>> START Dataset records

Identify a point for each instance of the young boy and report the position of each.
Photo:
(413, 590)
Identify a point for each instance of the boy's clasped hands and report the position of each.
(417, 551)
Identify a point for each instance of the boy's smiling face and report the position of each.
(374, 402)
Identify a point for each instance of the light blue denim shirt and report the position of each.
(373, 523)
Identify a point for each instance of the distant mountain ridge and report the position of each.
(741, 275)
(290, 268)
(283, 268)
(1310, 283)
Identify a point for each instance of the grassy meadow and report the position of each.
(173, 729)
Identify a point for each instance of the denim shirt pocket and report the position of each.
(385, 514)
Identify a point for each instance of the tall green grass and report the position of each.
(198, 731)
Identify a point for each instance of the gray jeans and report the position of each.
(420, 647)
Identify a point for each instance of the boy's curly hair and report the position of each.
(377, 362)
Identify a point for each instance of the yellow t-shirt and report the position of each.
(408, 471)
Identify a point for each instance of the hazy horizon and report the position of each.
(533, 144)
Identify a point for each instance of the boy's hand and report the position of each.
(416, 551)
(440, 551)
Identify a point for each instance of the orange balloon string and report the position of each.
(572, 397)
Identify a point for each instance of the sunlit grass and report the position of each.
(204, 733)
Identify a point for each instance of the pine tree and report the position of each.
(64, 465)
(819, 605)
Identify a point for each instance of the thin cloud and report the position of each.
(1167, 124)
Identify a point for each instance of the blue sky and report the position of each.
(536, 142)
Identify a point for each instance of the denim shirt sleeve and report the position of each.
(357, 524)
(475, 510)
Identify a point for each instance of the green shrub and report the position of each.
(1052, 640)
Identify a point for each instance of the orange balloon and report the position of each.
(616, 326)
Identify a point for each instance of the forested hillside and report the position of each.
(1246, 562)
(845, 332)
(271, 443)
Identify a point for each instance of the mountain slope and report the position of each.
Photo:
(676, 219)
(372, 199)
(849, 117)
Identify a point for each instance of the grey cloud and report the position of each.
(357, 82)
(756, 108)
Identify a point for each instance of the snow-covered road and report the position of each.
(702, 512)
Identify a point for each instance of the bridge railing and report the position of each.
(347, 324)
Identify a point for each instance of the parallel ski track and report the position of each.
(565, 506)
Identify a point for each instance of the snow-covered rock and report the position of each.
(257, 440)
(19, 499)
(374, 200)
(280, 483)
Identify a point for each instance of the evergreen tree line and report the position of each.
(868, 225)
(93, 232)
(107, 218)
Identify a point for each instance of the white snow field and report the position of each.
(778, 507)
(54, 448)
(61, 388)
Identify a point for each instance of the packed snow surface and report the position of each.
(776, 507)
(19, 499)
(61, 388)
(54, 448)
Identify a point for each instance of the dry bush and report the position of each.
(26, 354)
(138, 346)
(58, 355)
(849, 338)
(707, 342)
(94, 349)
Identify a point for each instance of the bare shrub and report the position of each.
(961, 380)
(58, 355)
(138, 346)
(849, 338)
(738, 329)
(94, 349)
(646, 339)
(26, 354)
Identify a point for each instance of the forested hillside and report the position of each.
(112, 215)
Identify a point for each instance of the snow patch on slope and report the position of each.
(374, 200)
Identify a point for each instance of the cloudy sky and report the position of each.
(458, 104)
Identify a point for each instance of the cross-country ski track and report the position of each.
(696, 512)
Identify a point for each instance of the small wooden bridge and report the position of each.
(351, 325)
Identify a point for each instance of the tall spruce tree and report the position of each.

>> END Dataset records

Rewrite all of the data above, changing every "Identify a point" to "Mark a point". Leave everything else as it is.

◆ **Output of the task**
Mark a point for each instance of the young boy and report the position of each.
Photo:
(413, 590)
Mark a point for each instance of the boy's clasped hands and report the position of each.
(417, 551)
Mark a point for each instance of the boy's smiling face and report the position of each.
(374, 402)
Mark a point for each instance of the light blue denim shirt and report the position of each.
(373, 523)
Mark a point for each instance of the distant mountain ridge and report the position of each.
(741, 275)
(290, 268)
(283, 268)
(1310, 283)
Mark a point for each instance of the grassy meadow and report the position of each.
(173, 729)
Mark a point for each instance of the denim shirt pocket and report the position of each.
(385, 514)
Mark a point for each instance of the tall green grass and report the position of each.
(198, 731)
Mark a point for each instance of the gray jeans and report the position of each.
(420, 647)
Mark a point for each instance of the boy's curly hair and report the position of each.
(377, 362)
Mark a point for each instance of the yellow t-shirt and report the position of each.
(408, 471)
Mark a point for each instance of the hazy horizon and report the position of each.
(533, 144)
Mark a point for each instance of the boy's hand and report the position of each.
(416, 551)
(440, 551)
Mark a point for each instance of the orange balloon string and report the position of each.
(572, 397)
Mark a point for each instance of the sunlit grass and report the position of each.
(204, 733)
Mark a point for each instance of the pine tree and report the position of each.
(64, 465)
(819, 605)
Mark a point for each instance of the thin cloud and report the position of each.
(1167, 124)
Mark a point for each instance of the blue sky and report the position of each.
(536, 142)
Mark a point for each instance of the denim shirt sleeve and report the position of each.
(357, 524)
(475, 510)
Mark a point for each instance of the green shrub and report the position of each.
(1052, 640)
Mark a point for each instance of the orange balloon and report the position of each.
(616, 326)
Mark a point for each instance of the forested hillside and report the position of each.
(1246, 562)
(845, 332)
(271, 443)
Mark a point for each instance of the mountain slope and report the position of each.
Photo:
(676, 219)
(372, 199)
(849, 117)
Mark a point for each instance of the grey cloud and report the position of each.
(357, 82)
(756, 108)
Mark a point for each instance of the snow-covered road and report the position of each.
(702, 512)
Mark a point for each instance of the bridge railing and report the position of each.
(347, 324)
Mark a point for each instance of the parallel ski track and report the position of each.
(565, 506)
Mark a point for each instance of the snow-covered rock and report the position of each.
(257, 440)
(19, 499)
(374, 200)
(280, 483)
Mark a point for each instance of the evergreen tree line and report the position of each.
(868, 225)
(93, 232)
(107, 218)
Mark a point for each instance of the white snow field and report the position of each.
(778, 507)
(54, 448)
(61, 388)
Mark a point for each instance of the packed snow surface and report the position of each.
(776, 507)
(19, 499)
(61, 388)
(54, 448)
Mark a point for each instance of the dry bush and report the position of each.
(26, 354)
(138, 346)
(58, 355)
(849, 338)
(707, 342)
(94, 349)
Mark a point for each instance of the bare shrub and report the position of each.
(961, 380)
(58, 355)
(138, 346)
(849, 338)
(738, 329)
(94, 349)
(646, 339)
(26, 354)
Mark a point for each instance of the forested hillside and report the position of each.
(112, 215)
Mark a point for each instance of the snow patch on slope and report the position of each.
(374, 200)
Mark a point for each instance of the cloudy sky and report the position of each.
(458, 104)
Mark a point for each instance of the cross-country ski track and report the position of each.
(696, 512)
Mark a point for each instance of the small wooden bridge and report the position of each.
(351, 325)
Mark a point for each instance of the tall spruce tree and report the position of each.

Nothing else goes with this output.